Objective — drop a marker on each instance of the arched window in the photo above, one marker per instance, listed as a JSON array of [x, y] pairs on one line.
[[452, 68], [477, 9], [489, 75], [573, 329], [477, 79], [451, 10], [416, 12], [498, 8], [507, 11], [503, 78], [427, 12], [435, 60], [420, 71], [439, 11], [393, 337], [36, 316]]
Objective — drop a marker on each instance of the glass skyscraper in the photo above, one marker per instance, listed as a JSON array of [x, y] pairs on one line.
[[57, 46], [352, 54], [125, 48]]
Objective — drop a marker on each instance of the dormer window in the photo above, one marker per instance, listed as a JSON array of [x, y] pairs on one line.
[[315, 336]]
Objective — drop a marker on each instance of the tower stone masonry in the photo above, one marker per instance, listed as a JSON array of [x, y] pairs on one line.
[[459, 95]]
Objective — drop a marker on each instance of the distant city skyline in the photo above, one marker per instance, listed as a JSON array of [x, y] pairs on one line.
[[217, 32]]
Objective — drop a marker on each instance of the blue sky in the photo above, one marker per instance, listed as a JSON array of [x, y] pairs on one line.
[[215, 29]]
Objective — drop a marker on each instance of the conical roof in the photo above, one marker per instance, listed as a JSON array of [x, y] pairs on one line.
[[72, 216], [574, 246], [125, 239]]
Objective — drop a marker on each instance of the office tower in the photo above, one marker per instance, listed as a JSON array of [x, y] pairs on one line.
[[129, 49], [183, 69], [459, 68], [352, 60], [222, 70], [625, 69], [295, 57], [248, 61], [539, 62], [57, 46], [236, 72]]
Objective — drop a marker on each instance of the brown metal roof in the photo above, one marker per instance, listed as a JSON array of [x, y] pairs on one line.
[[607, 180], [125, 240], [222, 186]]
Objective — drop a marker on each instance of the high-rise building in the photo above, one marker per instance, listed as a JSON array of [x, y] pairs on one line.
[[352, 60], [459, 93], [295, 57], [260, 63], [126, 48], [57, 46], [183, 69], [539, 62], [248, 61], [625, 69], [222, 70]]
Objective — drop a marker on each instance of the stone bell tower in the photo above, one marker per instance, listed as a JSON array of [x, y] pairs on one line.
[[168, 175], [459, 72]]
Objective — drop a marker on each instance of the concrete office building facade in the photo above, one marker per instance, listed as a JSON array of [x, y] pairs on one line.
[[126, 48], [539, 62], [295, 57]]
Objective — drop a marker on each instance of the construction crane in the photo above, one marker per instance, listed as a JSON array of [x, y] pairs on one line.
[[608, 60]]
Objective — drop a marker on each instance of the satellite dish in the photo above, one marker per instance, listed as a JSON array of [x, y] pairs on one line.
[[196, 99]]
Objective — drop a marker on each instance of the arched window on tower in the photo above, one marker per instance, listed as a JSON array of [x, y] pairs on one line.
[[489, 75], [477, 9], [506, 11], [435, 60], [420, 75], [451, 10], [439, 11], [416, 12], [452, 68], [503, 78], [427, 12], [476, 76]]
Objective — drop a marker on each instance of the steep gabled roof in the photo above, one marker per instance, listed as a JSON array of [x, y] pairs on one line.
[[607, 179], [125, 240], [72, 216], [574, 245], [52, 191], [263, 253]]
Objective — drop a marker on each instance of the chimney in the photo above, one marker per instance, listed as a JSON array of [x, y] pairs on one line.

------------------------------------------------------------

## Objective
In the entries above, find the line containing "Objective — drop a marker on each instance of the concrete". Set down that line and every line after it through the last one, exactly and alone.

## Written solution
Objective — drop a marker on each instance of the concrete office building facade in the photo above, one marker per instance, listed as a JSON array of [x, y] pairs on one line.
[[126, 48], [539, 62], [295, 57]]
Objective — drop a marker on each instance of the construction crane in the photo above, one marker per instance, listed as a JSON array of [x, y] pairs on one line.
[[608, 60]]
Objective — drop a marker on each instance of the satellite dish in the photo above, one marker per instance, listed as a JSON array of [x, y] pairs on one line.
[[196, 99]]
Objective — drop a marker on each instance of the arched window on tower in the photo above, one marker per instance, listed as a JSON array of [x, y] pairs on one line.
[[489, 75], [477, 9], [506, 11], [435, 60], [420, 75], [451, 10], [439, 11], [416, 12], [452, 68], [503, 78], [427, 12], [476, 76]]
Objective — drop a marker on each instance of the steep gabled roof in the photo above, one marker per instance, listed as a JSON array of [x, y] pairs on one line.
[[607, 179], [125, 240], [72, 216], [574, 245], [52, 191], [263, 253]]
Objective — drop a marker on each instance of the chimney in the photo above, one marker per instance, listed as a JSON array of [x, y] pairs on one line.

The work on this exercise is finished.